**Location identification entries**
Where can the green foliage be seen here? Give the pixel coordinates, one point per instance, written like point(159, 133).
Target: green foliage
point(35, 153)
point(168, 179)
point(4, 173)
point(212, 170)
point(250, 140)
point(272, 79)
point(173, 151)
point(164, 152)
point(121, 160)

**INSTRUCTIONS TO FOLLOW**
Arrange every line of the rows above as a JSON list of strings, with one string per line and no blank lines.

**COMPLETED EXERCISE**
[
  "Where can the green foliage be seen here? Give the pixel coordinates, one point per instance, written like point(159, 133).",
  "Target: green foliage",
  "point(35, 153)",
  "point(168, 179)",
  "point(4, 173)",
  "point(212, 170)",
  "point(250, 140)",
  "point(272, 79)",
  "point(173, 151)",
  "point(164, 152)",
  "point(121, 160)"
]